◆ **EXERCISE DATA**:
____

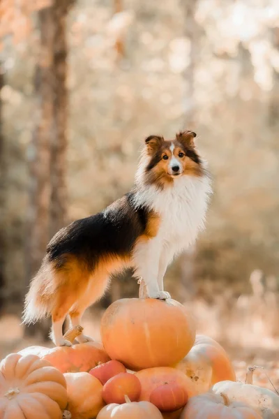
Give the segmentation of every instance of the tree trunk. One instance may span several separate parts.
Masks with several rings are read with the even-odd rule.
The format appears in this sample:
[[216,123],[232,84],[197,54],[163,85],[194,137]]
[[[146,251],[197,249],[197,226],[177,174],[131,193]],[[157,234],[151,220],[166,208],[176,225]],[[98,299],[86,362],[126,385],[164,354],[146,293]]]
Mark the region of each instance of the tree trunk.
[[[196,125],[196,103],[195,97],[195,73],[199,58],[199,27],[195,21],[195,13],[197,1],[182,1],[185,16],[185,36],[190,41],[189,65],[184,72],[184,124],[183,128],[195,131]],[[195,294],[195,245],[193,244],[181,256],[181,295],[188,299]]]
[[[29,153],[27,284],[39,268],[50,239],[64,225],[66,218],[66,20],[72,3],[72,0],[54,0],[51,7],[38,13],[40,57],[35,91],[39,110]],[[49,324],[29,328],[27,333],[33,335],[39,328],[47,337]]]
[[53,8],[55,45],[53,57],[54,135],[52,138],[50,237],[65,225],[67,212],[66,148],[68,91],[66,4],[56,0]]
[[[50,238],[51,199],[51,143],[54,136],[53,51],[54,22],[52,8],[38,13],[40,31],[40,55],[35,74],[38,114],[29,149],[30,190],[28,220],[27,284],[41,264]],[[40,330],[41,325],[26,328],[27,335]]]
[[[123,10],[122,0],[114,0],[114,13],[119,13]],[[124,43],[123,39],[117,38],[115,41],[115,49],[117,52],[117,59],[124,57]]]
[[[2,67],[0,63],[0,93],[4,85],[4,75]],[[4,237],[4,205],[5,205],[5,162],[3,156],[3,135],[2,130],[2,103],[0,96],[0,311],[3,308],[4,302],[4,287],[5,287],[5,274],[4,274],[4,253],[5,253],[5,237]]]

____

◆ **WORK TO BE COMPLETED**: Rewrite the records with every "tree trunk" changed to "tree stem" and nothing else altered, omitting the pictures.

◆ **ANSWER**:
Give the segmentation of every instance of the tree stem. One instance may span several separate parts.
Masks with several rings are read with the even-odd rule.
The format appears in this sample:
[[216,123],[232,84],[197,54],[163,85],[194,137]]
[[[146,251],[197,249],[197,226],[177,174],[131,193]],[[157,234],[151,220],[166,208],[176,225]],[[98,299],[86,362],[126,385],[164,354],[146,293]]]
Mark the region of each instance of the tree stem.
[[[196,125],[196,103],[195,97],[195,73],[199,58],[199,27],[195,21],[195,13],[197,1],[182,1],[185,16],[185,36],[190,41],[189,65],[184,72],[184,124],[183,128],[195,131]],[[195,294],[195,245],[193,244],[181,256],[181,295],[188,299]]]
[[[29,153],[27,284],[39,268],[50,239],[64,225],[66,218],[66,20],[72,3],[72,0],[54,0],[51,7],[38,13],[40,57],[35,91],[39,110]],[[49,324],[29,328],[27,333],[33,335],[39,328],[47,337]]]
[[53,8],[55,45],[53,57],[54,135],[52,138],[50,237],[65,225],[67,212],[66,148],[68,91],[66,4],[56,0]]
[[[50,238],[51,199],[51,143],[54,136],[53,51],[54,22],[52,8],[38,13],[40,31],[40,55],[35,74],[38,114],[29,149],[30,190],[28,220],[27,284],[41,264]],[[40,330],[41,325],[26,328],[27,335]]]
[[[123,10],[122,0],[114,0],[114,13],[119,13]],[[124,43],[123,39],[117,38],[115,41],[115,49],[117,52],[117,59],[124,57]]]
[[[2,67],[0,63],[0,93],[4,85],[4,75]],[[4,237],[4,205],[5,205],[5,162],[3,156],[3,135],[2,130],[2,103],[0,96],[0,311],[3,308],[4,302],[4,287],[5,287],[5,274],[4,274],[4,253],[5,253],[5,237]]]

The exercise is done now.